**INPUT DATA**
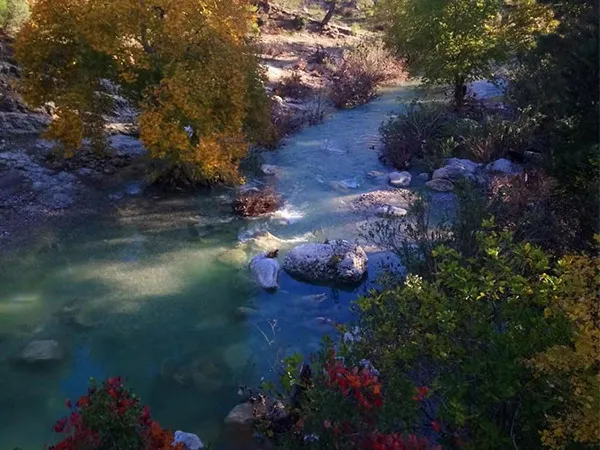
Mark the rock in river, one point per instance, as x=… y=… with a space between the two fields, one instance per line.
x=190 y=441
x=266 y=271
x=338 y=261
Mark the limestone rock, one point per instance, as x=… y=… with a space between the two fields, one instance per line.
x=504 y=166
x=190 y=441
x=265 y=270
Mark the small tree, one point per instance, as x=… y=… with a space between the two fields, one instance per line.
x=454 y=42
x=186 y=64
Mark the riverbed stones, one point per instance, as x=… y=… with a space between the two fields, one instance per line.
x=390 y=211
x=235 y=257
x=190 y=441
x=440 y=185
x=504 y=166
x=269 y=169
x=336 y=261
x=265 y=270
x=375 y=174
x=400 y=179
x=39 y=352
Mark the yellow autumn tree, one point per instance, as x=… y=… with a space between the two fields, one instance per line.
x=574 y=369
x=188 y=65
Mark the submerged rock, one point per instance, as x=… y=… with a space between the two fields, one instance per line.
x=375 y=174
x=235 y=257
x=269 y=169
x=190 y=441
x=46 y=351
x=504 y=166
x=244 y=414
x=440 y=185
x=400 y=179
x=265 y=270
x=338 y=261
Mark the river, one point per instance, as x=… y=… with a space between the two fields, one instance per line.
x=151 y=295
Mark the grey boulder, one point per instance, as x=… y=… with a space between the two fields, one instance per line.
x=265 y=270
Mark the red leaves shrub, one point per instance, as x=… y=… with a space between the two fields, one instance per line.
x=253 y=203
x=110 y=416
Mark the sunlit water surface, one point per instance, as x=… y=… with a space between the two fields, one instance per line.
x=157 y=305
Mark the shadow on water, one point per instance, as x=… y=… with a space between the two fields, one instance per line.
x=142 y=295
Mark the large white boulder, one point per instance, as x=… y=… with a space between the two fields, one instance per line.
x=504 y=166
x=265 y=270
x=338 y=261
x=440 y=185
x=456 y=169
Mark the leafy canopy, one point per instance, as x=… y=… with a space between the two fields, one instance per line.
x=187 y=64
x=453 y=42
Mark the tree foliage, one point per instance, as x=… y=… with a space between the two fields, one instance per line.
x=187 y=64
x=559 y=81
x=457 y=41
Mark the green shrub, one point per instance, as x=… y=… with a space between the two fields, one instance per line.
x=467 y=336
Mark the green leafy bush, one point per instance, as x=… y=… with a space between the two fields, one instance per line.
x=356 y=78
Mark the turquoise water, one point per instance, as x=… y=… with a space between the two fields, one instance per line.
x=147 y=294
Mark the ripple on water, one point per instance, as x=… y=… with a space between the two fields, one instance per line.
x=166 y=309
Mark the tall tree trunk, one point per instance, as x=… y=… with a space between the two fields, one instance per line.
x=460 y=91
x=329 y=15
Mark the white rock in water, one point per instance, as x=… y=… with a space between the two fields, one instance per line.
x=41 y=352
x=465 y=164
x=440 y=185
x=375 y=174
x=190 y=441
x=242 y=414
x=266 y=271
x=504 y=166
x=339 y=261
x=400 y=179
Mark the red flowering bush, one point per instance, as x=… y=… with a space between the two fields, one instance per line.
x=111 y=417
x=336 y=406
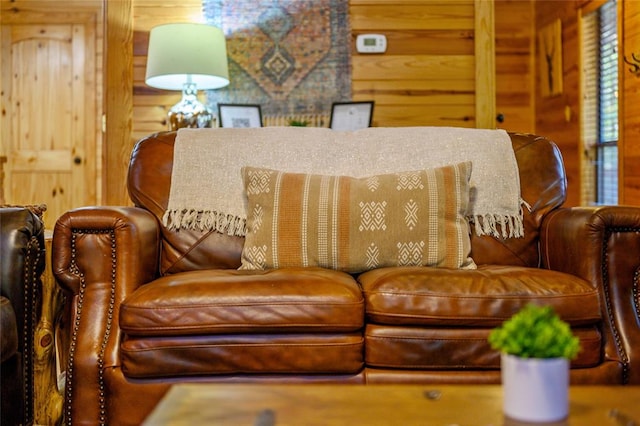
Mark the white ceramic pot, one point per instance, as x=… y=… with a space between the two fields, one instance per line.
x=535 y=389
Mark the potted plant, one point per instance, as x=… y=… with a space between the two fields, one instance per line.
x=536 y=347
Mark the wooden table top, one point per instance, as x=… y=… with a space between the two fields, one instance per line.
x=397 y=405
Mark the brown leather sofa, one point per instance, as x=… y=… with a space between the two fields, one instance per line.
x=22 y=263
x=152 y=307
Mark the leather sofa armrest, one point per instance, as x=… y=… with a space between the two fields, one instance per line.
x=602 y=246
x=100 y=255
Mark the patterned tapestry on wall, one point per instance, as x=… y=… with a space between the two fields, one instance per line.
x=288 y=56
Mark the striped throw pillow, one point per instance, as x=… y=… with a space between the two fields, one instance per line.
x=357 y=224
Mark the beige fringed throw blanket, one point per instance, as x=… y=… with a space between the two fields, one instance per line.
x=207 y=191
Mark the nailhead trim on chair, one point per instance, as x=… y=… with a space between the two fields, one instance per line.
x=606 y=287
x=30 y=319
x=76 y=324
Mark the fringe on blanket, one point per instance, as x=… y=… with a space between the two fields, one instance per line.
x=205 y=220
x=500 y=226
x=494 y=225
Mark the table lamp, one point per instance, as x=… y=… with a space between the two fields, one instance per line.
x=187 y=57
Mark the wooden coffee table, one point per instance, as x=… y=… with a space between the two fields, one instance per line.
x=395 y=405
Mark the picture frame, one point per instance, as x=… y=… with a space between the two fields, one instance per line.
x=351 y=115
x=239 y=115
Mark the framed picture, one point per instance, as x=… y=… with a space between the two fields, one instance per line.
x=351 y=115
x=239 y=115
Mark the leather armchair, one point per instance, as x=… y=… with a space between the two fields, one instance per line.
x=22 y=263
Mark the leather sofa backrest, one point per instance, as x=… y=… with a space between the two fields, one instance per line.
x=543 y=187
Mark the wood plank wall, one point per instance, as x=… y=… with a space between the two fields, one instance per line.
x=558 y=117
x=426 y=77
x=630 y=132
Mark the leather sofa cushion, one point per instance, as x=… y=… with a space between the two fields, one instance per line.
x=321 y=353
x=293 y=300
x=453 y=348
x=484 y=297
x=8 y=329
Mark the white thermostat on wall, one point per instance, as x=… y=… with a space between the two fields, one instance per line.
x=371 y=43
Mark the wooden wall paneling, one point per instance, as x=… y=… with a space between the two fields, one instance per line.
x=119 y=99
x=558 y=117
x=515 y=53
x=629 y=143
x=485 y=64
x=427 y=75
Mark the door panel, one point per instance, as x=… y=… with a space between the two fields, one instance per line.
x=51 y=107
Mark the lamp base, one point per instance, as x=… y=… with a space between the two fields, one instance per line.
x=189 y=112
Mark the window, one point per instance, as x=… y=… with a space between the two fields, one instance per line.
x=600 y=104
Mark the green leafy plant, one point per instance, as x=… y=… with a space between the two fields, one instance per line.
x=535 y=332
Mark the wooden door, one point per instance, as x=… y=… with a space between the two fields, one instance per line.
x=50 y=114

**WHAT IS ASKED**
Can you put all of the data above into a numbered list, skipping any blank lines and leaving out the pictures?

**COMPLETED EXERCISE**
1. Mark the rock in river, one point per instance, as x=… y=… with a space between the two fields, one instance per line.
2. x=190 y=441
3. x=266 y=271
4. x=338 y=261
5. Mark the limestone rock, one point per instance, as x=… y=… with a space between the two fields, one instance per line.
6. x=504 y=166
7. x=190 y=441
8. x=265 y=270
9. Mark the small tree, one point per instance, as x=… y=… with a space between the two fields, one instance per line.
10. x=454 y=42
11. x=186 y=64
12. Mark the riverbed stones, one point per instance, as x=… y=… with a space between the two fields, one instance per line.
13. x=390 y=211
14. x=235 y=257
15. x=190 y=441
16. x=440 y=185
17. x=504 y=166
18. x=269 y=169
19. x=336 y=261
20. x=265 y=270
21. x=375 y=174
22. x=400 y=179
23. x=39 y=352
24. Mark the yellow autumn tree, one point per instance, as x=… y=… with a space between the two fields, one instance per line.
25. x=574 y=369
26. x=188 y=65
27. Mark the submerged rock, one point per instance, as x=… y=… with a space between the two fields, one instance per line.
28. x=375 y=174
29. x=235 y=257
30. x=269 y=169
31. x=190 y=441
32. x=46 y=351
33. x=504 y=166
34. x=244 y=414
35. x=440 y=185
36. x=400 y=179
37. x=265 y=270
38. x=338 y=261
39. Mark the river, one point per instance, as x=… y=… with a space between the two fields, one instance per line.
40. x=151 y=295
41. Mark the grey boulder, one point per instance, as x=… y=… with a space between the two fields, one instance per line.
42. x=265 y=270
43. Mark the red leaves shrub, one point per instance, as x=… y=… with a space between the two fields, one instance per line.
44. x=253 y=203
45. x=110 y=416
46. Mark the sunlit water surface, one point per instance, as x=… y=… with a space between the two fields, one instance per line.
47. x=157 y=305
48. Mark the shadow on water, one point per instance, as x=… y=… with a space between the two fields, one instance per line.
49. x=142 y=295
50. Mark the large white boulder, one point per instance, as x=… y=… with a space between the two fields, one instance per line.
51. x=504 y=166
52. x=265 y=270
53. x=338 y=261
54. x=440 y=185
55. x=456 y=169
56. Mark the leafy canopy, one point per instance, as x=… y=… with a space between the two fields, one instance per line.
57. x=187 y=64
58. x=453 y=42
59. Mark the tree foliage, one point per instance, as x=… y=… with a space between the two fields, one instance per line.
60. x=187 y=64
61. x=559 y=81
62. x=457 y=41
63. Mark the green shrub, one point per instance, as x=… y=… with a space between the two fields, one instance per line.
64. x=467 y=336
65. Mark the green leafy bush, one point per instance, as x=… y=… with a space between the two fields, one instance per line.
66. x=356 y=78
67. Mark the turquoise water, one point per instance, as x=… y=… with a space between the two fields, one instance per line.
68. x=147 y=294
69. Mark the ripple on water, one point per instance, as x=… y=… with a space between the two fields, one instance per line.
70. x=166 y=309
71. Mark the tall tree trunk, one point per instance, as x=… y=… with a space between the two fields, one instance per line.
72. x=460 y=91
73. x=329 y=15
74. Mark the white rock in water, one point per instance, as x=… y=… with a space between the two fields, one instance per line.
75. x=41 y=352
76. x=465 y=164
77. x=440 y=185
78. x=375 y=174
79. x=190 y=441
80. x=242 y=414
81. x=266 y=271
82. x=504 y=166
83. x=339 y=261
84. x=400 y=179
85. Mark the red flowering bush, one point per instance, as x=… y=… with a space between the two fields, one instance per line.
86. x=111 y=417
87. x=336 y=406
88. Mark the white ceramic pot, one point per instance, as x=… y=… with a space between the two fields, one instance per line.
89. x=535 y=389
90. Mark the potted plant, one point per instance, as x=… y=… with a space between the two fields, one instance per line.
91. x=536 y=347
92. Mark the wooden table top, one point per instance, as x=… y=… with a space between the two fields, one instance per line.
93. x=397 y=405
94. Mark the brown leather sofa, one point per instance, as x=… y=… with a space between the two fields, one instance per line.
95. x=22 y=263
96. x=152 y=307
97. Mark the leather sofa armrest, one point per instance, as x=… y=… with a space between the two fields, one instance per line.
98. x=602 y=246
99. x=100 y=255
100. Mark the patterned tapestry on wall, one point per instance, as x=… y=… with a space between the two fields, one instance per line.
101. x=288 y=56
102. Mark the striped throw pillow, one point per instance, as x=… y=… with a space between the two fields, one instance per line.
103. x=357 y=224
104. Mark the beige fringed throw blanket, one point per instance, as x=… y=… with a space between the two fields, one instance per line.
105. x=207 y=191
106. Mark the nailhead trim on chair, one point per instance, as x=… y=… with a space between the two fields, one instance per line.
107. x=606 y=287
108. x=30 y=319
109. x=76 y=324
110. Mark the fringe on blanket, one point per instance, as x=… y=… with a space between the two fields, one instance per line.
111. x=205 y=220
112. x=500 y=226
113. x=494 y=225
114. Mark the table lamp, one point per instance, as x=… y=… with a space between the two fields, one instance per line.
115. x=187 y=57
116. Mark the wooden coffee table, one point per instance, as x=… y=… with a space between the two fields, one instance per line.
117. x=395 y=405
118. Mark the picture frame, one point per instance, as x=… y=… with a space between the two fields, one instance per line.
119. x=351 y=115
120. x=239 y=115
121. Mark the framed picture, one point per instance, as x=… y=… with a space between the two fields, one instance per line.
122. x=351 y=115
123. x=239 y=115
124. Mark the leather armchair, one point per instance, as x=… y=… with a space between the two fields, one instance per line.
125. x=22 y=263
126. Mark the leather sofa backrest, one point per instance, as x=… y=… with a space between the two fields, one instance per line.
127. x=543 y=187
128. Mark the wood plank wall, one point per instance, as x=… y=… with a space between the two fields, one instance per line.
129. x=558 y=117
130. x=426 y=77
131. x=630 y=132
132. Mark the leather sofa cushion, one point per instance, as x=… y=… with a space between the two fields, one instance per line.
133. x=321 y=353
134. x=293 y=300
135. x=453 y=348
136. x=484 y=297
137. x=8 y=329
138. Mark the white thermostat on wall, one point per instance, as x=… y=… with a space between the two fields, one instance per line.
139. x=371 y=43
140. Mark the wooden wall paneling, one point per instance, as x=… y=… with a space between the two fields, one instance per line.
141. x=119 y=99
142. x=558 y=117
143. x=515 y=53
144. x=629 y=143
145. x=485 y=64
146. x=427 y=75
147. Mark the door panel, one point per instance, as x=… y=… with a space between the two fields, one instance per line.
148. x=51 y=107
149. Mark the lamp base, one point per instance, as x=… y=… with a space between the two fields, one instance per line.
150. x=189 y=112
151. Mark the window, one point per instance, as x=… y=… with a space between the two fields, one instance per line.
152. x=600 y=104
153. Mark the green leafy plant, one point per instance, as x=… y=… with a space between the two fields, one instance per line.
154. x=535 y=332
155. Mark the wooden door, one point per instance, as x=… y=… with a space between the two fields, one instance per line.
156. x=50 y=114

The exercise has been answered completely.